Exercise objective.
Copy word for word, and only, the lines below from the one with "Exercise. Point out each instance of the man's ear" through the last.

Dataset.
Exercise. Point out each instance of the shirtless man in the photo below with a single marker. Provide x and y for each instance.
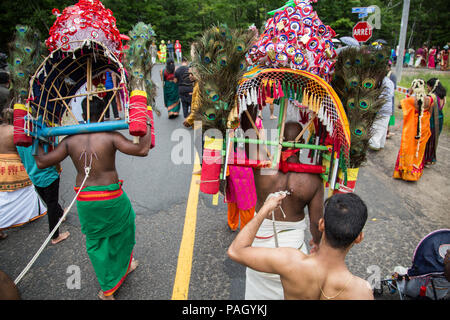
(322, 275)
(306, 190)
(104, 209)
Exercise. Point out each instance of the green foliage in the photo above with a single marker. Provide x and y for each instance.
(358, 82)
(24, 58)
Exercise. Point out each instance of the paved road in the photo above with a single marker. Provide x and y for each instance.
(400, 214)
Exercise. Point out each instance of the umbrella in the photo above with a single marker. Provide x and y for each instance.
(350, 41)
(381, 41)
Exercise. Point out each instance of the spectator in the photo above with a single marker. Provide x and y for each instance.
(178, 51)
(170, 50)
(322, 274)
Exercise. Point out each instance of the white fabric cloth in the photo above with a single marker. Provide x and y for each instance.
(378, 140)
(267, 286)
(19, 207)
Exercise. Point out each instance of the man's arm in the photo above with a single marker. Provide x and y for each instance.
(260, 259)
(127, 146)
(53, 157)
(315, 211)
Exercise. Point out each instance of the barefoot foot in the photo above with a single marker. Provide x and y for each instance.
(133, 265)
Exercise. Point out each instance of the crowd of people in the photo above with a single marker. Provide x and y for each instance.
(423, 120)
(424, 57)
(170, 50)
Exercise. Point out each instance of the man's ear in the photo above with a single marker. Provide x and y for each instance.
(321, 225)
(359, 238)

Solution to this exercise.
Exercise. Point out each instance of the man's ear in the photo above with a single marker. Provide x and y for each instance.
(321, 225)
(359, 238)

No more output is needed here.